### WHAT YOU HAVE TO DO
Answer these questions from the text on adolescents below.
1. Which three figures does it say teenagers need to be told about?
2. What two activities does it name as ways to experience a life made to be given?
3. What false paradises does it say adolescents may look to?

### SELECTED TEXT
——

To the adolescent, life seems too narrow to satisfy the impulses of their heart. To get out of this impasse, the teenager needs strong role models, who have themselves gone through this stage and opened up hope. They need heroism. They need to be read the lives of the martyrs; they need to be told about Saint Maximilian Kolbe, Blessed Pier Georgio Frassati or Chiara Luce: identifying with their favorite stars or athletes is not enough.
More than living per se, it is about loving and finding meaning. Adolescents are trying to figure out who they really are and will not find themselves by looking in the mirror, by putting themselves out on social networks or by settling themselves into a “little couple.” They need to get out of themselves through intense experiences of evangelization, service to the homeless or others in need. They need to go beyond themselves, to experience true inebriation from the joy of giving him or herself; otherwise, they may look to false paradises such as sex or drugs.
A fulfilled Christian life is not a life for oneself, but a life made to be given. This can be experienced by being a scout volunteer or by giving catechism classes to the youngest. In this way, they help the younger ones down the path that they also went down and helps them both mature. They are then in a position of transmission; those who transmit are adults. When you give a teenager responsibility, they become an adult — and stop bothering us with their petty teenage problems!
Beyond the ruptures, the mourning of childhood and dreamed paradises, the young person can enter into the gift of him or herself, go beyond the limits of death and separation through intense experiences, experiences of fire. Jesus transformed water into wine, and the adolescent must experience the sober intoxication of the Holy Spirit.

——

### PROVIDED DATA
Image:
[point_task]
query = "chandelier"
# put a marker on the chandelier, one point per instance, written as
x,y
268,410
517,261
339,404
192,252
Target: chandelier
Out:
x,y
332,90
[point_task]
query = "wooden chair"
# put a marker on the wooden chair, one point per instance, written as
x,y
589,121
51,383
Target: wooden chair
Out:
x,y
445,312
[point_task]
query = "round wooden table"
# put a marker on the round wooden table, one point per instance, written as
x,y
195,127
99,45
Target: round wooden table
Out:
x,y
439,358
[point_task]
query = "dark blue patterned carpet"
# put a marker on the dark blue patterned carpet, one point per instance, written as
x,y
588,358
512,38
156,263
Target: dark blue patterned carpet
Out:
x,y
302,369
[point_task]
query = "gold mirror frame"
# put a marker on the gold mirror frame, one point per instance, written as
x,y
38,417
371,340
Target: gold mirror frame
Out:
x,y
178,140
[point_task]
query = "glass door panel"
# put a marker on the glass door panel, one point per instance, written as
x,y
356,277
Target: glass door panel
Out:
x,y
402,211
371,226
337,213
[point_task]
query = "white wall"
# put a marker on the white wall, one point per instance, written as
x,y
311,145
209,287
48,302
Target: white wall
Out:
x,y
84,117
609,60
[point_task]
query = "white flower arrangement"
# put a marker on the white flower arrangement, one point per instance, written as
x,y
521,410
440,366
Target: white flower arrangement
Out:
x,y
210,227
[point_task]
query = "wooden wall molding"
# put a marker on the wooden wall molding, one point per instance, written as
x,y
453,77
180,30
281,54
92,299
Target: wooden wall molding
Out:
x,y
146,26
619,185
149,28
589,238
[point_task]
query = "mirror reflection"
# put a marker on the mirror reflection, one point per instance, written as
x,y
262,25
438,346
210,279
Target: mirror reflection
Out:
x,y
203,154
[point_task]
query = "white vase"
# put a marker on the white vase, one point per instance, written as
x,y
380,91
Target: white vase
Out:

——

### EXERCISE SOLUTION
1. Saint Maximilian Kolbe, Blessed Pier Georgio Frassati and Chiara Luce.
2. Being a scout volunteer and giving catechism classes to the youngest.
3. Sex or drugs.